* **Data in this exercise**
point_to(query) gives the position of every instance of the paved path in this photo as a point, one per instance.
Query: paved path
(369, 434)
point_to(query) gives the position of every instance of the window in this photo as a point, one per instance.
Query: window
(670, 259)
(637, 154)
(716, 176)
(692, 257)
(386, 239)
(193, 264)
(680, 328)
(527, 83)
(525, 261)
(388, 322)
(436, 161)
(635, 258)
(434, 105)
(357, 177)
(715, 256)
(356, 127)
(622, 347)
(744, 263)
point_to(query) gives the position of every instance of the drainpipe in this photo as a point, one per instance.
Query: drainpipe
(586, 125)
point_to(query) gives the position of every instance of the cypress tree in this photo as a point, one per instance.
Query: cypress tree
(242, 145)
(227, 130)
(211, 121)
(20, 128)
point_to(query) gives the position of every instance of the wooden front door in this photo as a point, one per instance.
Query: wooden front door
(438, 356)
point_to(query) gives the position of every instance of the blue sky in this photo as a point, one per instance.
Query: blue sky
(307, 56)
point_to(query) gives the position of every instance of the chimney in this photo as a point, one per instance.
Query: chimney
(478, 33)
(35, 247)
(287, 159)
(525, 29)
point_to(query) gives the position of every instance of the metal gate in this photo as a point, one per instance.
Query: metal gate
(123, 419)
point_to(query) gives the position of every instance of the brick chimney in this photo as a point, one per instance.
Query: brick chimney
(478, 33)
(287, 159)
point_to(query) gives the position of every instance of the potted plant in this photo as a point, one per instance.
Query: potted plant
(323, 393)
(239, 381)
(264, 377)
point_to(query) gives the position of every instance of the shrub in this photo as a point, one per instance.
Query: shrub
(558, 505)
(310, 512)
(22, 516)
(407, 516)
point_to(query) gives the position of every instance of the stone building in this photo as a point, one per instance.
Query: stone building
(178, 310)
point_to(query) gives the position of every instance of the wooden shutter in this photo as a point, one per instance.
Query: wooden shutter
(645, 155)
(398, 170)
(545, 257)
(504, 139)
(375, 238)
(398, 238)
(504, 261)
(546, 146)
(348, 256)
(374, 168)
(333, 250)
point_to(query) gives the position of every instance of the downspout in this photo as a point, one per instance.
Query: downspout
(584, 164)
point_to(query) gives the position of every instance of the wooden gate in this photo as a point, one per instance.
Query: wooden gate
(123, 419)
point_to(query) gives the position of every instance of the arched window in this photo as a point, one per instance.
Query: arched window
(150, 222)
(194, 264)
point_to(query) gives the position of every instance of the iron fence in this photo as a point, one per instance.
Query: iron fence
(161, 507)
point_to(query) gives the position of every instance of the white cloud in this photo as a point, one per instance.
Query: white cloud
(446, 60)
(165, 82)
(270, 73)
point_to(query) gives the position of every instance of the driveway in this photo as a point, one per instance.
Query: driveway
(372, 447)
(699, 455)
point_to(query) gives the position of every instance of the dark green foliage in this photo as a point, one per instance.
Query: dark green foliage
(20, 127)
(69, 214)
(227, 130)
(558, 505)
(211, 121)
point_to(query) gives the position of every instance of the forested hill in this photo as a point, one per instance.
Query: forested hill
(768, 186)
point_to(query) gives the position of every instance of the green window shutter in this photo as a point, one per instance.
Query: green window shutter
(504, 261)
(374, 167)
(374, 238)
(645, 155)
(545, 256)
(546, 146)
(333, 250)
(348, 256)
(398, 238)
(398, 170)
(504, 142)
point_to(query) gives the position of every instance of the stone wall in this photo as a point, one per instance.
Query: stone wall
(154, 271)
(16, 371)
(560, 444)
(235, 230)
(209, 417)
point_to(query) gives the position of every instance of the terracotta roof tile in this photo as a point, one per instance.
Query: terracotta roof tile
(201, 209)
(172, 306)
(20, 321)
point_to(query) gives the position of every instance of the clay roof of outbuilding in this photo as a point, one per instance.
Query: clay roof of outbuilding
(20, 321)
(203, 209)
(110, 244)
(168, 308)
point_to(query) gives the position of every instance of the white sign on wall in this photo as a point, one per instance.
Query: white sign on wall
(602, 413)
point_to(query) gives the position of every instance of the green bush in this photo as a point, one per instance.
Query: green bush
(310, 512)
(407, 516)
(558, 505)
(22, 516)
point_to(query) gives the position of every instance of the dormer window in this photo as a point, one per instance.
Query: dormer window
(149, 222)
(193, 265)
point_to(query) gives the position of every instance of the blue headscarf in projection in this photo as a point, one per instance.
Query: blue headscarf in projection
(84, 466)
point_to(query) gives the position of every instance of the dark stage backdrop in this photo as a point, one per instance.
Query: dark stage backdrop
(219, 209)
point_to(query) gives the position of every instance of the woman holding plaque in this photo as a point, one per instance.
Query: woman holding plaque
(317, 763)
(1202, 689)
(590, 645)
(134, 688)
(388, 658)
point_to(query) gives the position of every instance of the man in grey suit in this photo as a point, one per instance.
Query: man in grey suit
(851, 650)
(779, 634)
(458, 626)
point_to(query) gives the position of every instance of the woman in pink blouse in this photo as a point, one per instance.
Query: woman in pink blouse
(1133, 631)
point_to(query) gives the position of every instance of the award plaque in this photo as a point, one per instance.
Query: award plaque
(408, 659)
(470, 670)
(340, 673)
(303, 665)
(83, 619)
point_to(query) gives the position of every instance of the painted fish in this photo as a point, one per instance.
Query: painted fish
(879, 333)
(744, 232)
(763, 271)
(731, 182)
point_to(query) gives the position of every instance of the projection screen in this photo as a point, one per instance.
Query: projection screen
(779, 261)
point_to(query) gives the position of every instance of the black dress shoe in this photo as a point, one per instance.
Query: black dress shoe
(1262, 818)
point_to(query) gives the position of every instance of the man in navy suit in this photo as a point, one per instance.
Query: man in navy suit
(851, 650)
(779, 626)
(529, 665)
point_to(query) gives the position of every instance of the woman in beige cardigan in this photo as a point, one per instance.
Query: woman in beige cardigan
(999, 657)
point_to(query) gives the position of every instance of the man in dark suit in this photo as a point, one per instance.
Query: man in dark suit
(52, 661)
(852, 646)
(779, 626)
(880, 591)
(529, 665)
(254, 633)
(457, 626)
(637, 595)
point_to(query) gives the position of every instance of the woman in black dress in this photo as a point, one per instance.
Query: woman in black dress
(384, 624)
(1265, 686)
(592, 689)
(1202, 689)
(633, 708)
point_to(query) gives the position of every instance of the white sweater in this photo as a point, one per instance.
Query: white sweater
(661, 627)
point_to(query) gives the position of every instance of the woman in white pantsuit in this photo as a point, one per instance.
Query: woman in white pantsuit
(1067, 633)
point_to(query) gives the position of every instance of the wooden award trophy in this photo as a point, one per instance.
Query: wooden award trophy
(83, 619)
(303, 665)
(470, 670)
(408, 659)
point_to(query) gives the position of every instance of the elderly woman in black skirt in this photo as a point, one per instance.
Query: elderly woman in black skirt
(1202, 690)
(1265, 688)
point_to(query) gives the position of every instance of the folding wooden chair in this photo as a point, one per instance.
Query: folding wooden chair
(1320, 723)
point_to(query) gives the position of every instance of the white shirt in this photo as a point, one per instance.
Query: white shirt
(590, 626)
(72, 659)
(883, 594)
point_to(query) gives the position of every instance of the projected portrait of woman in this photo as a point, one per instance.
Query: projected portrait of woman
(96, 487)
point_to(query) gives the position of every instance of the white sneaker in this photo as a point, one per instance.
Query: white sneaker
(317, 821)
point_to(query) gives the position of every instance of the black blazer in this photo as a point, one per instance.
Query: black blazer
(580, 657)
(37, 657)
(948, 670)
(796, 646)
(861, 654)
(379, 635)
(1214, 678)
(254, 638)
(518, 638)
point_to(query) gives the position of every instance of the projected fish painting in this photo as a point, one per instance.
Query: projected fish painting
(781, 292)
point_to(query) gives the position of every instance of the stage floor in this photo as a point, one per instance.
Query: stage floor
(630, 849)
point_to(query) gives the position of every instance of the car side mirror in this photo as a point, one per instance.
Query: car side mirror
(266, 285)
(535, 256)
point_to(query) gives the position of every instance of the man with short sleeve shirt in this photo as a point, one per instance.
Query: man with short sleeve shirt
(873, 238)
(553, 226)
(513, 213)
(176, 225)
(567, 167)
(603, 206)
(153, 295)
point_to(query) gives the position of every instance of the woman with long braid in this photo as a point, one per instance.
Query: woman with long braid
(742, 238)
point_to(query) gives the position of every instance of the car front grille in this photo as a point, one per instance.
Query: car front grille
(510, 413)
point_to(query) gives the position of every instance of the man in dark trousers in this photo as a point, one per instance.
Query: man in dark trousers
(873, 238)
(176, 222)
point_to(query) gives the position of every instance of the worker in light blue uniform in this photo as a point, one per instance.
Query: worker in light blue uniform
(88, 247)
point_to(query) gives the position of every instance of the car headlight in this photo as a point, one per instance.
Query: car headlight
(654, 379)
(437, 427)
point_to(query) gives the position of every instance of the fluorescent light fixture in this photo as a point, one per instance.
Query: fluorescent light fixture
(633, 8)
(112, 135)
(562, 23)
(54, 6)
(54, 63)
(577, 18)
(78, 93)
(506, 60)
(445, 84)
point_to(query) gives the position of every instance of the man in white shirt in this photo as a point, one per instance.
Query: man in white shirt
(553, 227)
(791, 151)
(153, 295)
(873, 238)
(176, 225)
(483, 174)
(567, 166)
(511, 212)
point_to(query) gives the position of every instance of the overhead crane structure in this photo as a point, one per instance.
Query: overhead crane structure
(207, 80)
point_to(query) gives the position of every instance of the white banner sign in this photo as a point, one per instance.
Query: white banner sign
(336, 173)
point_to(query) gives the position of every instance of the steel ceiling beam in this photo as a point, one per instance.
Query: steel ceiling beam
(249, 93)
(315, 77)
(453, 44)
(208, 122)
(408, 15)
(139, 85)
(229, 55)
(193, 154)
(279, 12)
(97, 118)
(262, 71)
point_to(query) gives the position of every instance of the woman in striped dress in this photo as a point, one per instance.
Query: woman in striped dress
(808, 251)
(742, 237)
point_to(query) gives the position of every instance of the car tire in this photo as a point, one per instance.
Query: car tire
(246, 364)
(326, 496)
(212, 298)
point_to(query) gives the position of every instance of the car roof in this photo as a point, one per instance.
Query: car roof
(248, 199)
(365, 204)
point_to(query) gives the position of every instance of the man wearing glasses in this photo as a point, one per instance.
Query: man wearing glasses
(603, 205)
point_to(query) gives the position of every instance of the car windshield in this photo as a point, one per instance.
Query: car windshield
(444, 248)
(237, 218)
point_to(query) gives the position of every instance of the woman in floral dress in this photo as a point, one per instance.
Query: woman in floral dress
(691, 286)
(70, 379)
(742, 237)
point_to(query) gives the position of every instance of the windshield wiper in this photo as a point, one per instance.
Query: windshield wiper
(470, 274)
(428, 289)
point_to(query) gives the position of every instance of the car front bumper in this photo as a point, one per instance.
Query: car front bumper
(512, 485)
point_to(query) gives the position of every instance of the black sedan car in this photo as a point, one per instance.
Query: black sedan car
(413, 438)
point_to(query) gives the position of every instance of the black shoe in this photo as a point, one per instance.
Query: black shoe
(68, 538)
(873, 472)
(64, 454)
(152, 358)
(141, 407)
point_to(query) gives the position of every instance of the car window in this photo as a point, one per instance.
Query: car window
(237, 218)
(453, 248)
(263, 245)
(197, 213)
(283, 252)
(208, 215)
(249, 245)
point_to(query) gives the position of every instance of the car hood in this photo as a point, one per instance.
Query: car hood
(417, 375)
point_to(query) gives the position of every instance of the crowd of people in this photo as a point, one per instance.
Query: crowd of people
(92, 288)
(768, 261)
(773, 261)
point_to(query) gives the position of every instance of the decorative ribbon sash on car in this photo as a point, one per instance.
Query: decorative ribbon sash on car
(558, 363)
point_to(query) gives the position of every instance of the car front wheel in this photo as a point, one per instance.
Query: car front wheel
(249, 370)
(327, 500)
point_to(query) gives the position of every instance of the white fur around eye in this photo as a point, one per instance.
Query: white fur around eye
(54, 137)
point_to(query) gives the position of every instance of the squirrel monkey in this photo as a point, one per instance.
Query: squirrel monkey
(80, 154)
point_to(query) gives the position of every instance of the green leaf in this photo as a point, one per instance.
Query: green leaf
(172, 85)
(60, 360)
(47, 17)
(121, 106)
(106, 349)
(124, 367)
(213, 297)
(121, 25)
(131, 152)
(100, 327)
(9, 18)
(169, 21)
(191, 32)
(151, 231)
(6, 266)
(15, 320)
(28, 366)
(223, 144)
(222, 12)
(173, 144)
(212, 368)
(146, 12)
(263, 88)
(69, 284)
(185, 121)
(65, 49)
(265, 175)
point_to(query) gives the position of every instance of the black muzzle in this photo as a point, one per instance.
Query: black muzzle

* **Instructions to follow**
Every line from the one containing "the black shoe" through the end of the data must be repeated exactly, and no other line.

* **Response to the exercise**
point_to(query) gives the position of every instance of the black shoe in this photo as a point, one per instance.
Query: black shoe
(68, 538)
(873, 472)
(64, 454)
(152, 358)
(141, 407)
point_to(query) gives the position of every instance of the car window in this photo as a point, one per instance.
Query: car window
(237, 218)
(453, 248)
(263, 245)
(197, 213)
(283, 252)
(208, 215)
(249, 245)
point_to(query) gives the position of every instance of the car hood in this photo as a point, one per instance.
Query: car hood
(417, 375)
point_to(query) gives the position of every instance of the crowd of people in this photo as a point, one per instance.
Query: crowd of people
(92, 288)
(768, 261)
(773, 261)
point_to(query) gives the position of every instance of the decorative ribbon sash on car in this photo as a point, one per instance.
Query: decorative ribbon sash on car
(558, 363)
point_to(query) gives the position of every instance of the car front wheel in this photo as a point, one per instance.
Query: car front wheel
(249, 370)
(327, 500)
point_to(query) gives the position of every instance of the white fur around eye in this photo as a point, one per instance.
Query: white fur around eye
(54, 137)
point_to(query) gives the position of every instance of the squirrel monkey in this photo as a point, one per instance.
Query: squirrel monkey
(80, 154)
point_to(query) gives the position of every instance of the green leaf in this photo as a point, one per instance.
Query: green leaf
(172, 85)
(60, 360)
(47, 17)
(121, 106)
(106, 349)
(124, 367)
(213, 297)
(121, 25)
(131, 152)
(100, 327)
(9, 18)
(169, 21)
(191, 32)
(151, 231)
(6, 266)
(15, 320)
(28, 366)
(223, 144)
(222, 12)
(173, 144)
(212, 368)
(146, 12)
(263, 88)
(69, 284)
(185, 121)
(65, 49)
(265, 175)
point_to(query) gives the position of every instance of the black muzzle in this photo as a point, one per instance.
Query: black muzzle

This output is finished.